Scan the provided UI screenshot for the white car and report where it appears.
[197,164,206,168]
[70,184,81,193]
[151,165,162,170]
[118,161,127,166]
= = =
[WRITTEN PROBLEM]
Please rewrite these items with "white" switched to "red", keeping everything else the same.

[SOLVED PROBLEM]
Scan the provided UI screenshot for the red car and report where it appears.
[197,164,206,168]
[70,184,81,193]
[151,165,162,170]
[118,161,127,166]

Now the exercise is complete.